Text section
::::

Across the United States, the year’s first winter freeze has been arriving further and further into the calendar. But the effects will probably be seen across the globe.
By Associated Press and Seth Borenstein
Winter is coming … later. And it’s leaving ever earlier.
Across the United States, the year’s first freeze has been arriving further and further into the calendar. This is according to more than a century of measurements from weather stations nationwide.
Scientists say it is yet another sign of the changing climate, and that it has good and bad consequences for the nation. There could be more fruits and vegetables — and also more allergies and pests.
The winter freeze
“I’m happy about it,” said Karen Duncan of Streator, Illinois. Her flowers are in bloom because she’s had no frost this year yet, just as she had none last year at this time either. On the other hand, she said just last week it was too hot and buggy to go out — in late October, near Chicago.

::::

Continue the article on the later arrival of the year's first freeze, starting after the last sentence shown.

::::

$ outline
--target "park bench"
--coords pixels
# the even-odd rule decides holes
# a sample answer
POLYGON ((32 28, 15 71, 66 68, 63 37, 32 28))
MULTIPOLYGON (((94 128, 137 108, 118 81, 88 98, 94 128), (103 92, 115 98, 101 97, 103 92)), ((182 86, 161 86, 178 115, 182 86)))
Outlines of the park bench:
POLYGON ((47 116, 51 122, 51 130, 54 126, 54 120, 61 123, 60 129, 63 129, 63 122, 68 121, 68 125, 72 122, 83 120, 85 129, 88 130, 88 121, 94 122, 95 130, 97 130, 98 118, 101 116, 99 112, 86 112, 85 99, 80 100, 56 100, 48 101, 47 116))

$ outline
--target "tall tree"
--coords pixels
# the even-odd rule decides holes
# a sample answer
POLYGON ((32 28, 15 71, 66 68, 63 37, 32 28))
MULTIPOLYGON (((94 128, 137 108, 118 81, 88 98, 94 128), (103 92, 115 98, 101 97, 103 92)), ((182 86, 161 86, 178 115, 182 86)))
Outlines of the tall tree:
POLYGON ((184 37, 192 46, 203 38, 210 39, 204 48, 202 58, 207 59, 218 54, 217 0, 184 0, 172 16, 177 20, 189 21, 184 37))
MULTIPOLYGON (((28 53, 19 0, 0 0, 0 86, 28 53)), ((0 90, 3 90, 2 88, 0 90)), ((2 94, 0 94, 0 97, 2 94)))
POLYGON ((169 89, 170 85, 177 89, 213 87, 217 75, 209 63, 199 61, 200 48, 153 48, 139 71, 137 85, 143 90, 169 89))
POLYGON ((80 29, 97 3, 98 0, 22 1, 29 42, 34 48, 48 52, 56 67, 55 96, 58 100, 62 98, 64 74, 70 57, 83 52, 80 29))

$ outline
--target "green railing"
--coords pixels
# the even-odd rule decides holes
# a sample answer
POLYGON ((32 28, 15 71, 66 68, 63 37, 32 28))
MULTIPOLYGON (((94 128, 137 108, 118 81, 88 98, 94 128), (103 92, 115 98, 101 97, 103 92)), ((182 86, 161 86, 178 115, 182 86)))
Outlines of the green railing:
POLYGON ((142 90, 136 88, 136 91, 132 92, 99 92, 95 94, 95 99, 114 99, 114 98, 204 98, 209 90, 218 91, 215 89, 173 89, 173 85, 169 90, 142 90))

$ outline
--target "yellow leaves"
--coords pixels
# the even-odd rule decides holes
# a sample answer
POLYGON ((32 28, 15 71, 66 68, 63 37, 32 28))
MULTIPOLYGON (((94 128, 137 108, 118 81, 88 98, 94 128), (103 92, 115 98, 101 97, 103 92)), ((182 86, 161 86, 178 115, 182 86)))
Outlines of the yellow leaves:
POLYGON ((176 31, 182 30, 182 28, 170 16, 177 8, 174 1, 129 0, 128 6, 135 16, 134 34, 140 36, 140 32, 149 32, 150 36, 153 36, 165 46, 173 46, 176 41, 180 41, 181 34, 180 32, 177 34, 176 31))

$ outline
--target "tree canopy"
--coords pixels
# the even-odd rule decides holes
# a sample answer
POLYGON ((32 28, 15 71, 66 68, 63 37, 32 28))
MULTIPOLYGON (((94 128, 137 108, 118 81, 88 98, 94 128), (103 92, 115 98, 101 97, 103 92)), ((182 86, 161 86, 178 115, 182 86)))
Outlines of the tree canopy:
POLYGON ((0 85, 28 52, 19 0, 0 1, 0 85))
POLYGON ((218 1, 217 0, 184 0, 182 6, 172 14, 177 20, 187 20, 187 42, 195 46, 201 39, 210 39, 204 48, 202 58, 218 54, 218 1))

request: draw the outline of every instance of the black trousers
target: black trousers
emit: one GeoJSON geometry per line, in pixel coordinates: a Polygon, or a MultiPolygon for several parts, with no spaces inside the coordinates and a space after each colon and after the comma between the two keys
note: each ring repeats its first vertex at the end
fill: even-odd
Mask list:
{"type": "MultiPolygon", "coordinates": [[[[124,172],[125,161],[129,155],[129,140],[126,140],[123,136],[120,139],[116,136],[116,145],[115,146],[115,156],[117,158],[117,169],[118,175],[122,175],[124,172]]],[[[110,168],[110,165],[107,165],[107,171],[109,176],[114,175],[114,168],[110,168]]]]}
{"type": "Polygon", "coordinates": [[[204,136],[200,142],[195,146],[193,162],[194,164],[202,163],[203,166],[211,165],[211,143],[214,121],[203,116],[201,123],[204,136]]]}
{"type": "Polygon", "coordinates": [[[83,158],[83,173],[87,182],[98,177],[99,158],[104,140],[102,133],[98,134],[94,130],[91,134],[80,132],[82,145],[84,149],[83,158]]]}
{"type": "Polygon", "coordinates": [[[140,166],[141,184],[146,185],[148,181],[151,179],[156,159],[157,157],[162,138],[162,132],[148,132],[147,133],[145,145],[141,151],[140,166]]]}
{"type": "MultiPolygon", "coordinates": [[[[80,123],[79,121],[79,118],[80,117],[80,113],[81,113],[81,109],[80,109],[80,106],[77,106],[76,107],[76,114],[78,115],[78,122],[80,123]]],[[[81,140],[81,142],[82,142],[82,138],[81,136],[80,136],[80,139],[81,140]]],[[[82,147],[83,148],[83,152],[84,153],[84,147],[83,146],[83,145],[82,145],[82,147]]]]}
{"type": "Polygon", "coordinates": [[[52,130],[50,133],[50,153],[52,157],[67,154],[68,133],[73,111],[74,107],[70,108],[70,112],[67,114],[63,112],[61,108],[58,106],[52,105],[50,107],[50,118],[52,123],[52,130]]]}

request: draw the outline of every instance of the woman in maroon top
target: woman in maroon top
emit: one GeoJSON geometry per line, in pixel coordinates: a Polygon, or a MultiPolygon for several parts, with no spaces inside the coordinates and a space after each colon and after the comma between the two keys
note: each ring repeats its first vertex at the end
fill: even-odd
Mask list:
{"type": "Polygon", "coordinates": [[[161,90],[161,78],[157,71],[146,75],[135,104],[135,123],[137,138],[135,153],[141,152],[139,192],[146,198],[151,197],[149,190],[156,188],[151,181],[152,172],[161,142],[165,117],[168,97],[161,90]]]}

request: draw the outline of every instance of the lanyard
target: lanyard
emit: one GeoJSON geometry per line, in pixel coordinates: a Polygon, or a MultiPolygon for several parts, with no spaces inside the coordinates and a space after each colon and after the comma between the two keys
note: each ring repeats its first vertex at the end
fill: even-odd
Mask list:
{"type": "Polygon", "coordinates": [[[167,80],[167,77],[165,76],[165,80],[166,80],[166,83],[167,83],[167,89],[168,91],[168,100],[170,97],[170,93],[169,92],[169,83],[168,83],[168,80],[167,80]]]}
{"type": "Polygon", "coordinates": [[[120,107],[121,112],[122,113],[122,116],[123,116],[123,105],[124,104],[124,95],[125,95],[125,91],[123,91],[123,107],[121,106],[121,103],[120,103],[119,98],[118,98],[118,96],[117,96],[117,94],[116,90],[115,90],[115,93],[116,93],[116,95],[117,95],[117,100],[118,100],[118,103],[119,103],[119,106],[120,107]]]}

::::

Exercise output
The trend of ever later first freezes appears to have started around 1980. This data is from an analysis by The Associated Press of data from 700 weather stations across the U.S. going back to 1895. The data was compiled by Ken Kunkel, a meteorologist at the National Oceanic and Atmospheric Administration’s National Centers for Environmental Information.
To look for nationwide trends, Kunkel compared the first freeze from each of the 700 stations to the station’s average for the 20th Century. Some parts of the country experience earlier or later freezes every year, but on average freezes are coming later.
The average first winter freeze over the last 10 years, from 2007 to 2016, is a week later than the average from 1971 to 1980, which is before Kunkel said the trend became noticeable.
This year’s cold
This year, about 40 per cent of the Lower 48 states have had a freeze as of Oct. 23, compared to 65 per cent in a normal year, according to Jeff Masters, meteorology director of the private service Weather Underground.
Duncan’s flowers should be dead by now. According to data from the weather station near her in Ottawa, Illinois, the average first freeze for the 20th century was Oct. 15. The normal from 1981 to 2010 based on NOAA computer simulations was Oct. 19. Since 2010, the average first freeze is on Oct. 26. Last year, the first freeze in Ottawa came on Nov. 12.
Last year was “way off the charts” nationwide, Kunkel said. The average first freeze was two weeks later than the 20th century average, and the last frost of spring was nine days earlier than normal.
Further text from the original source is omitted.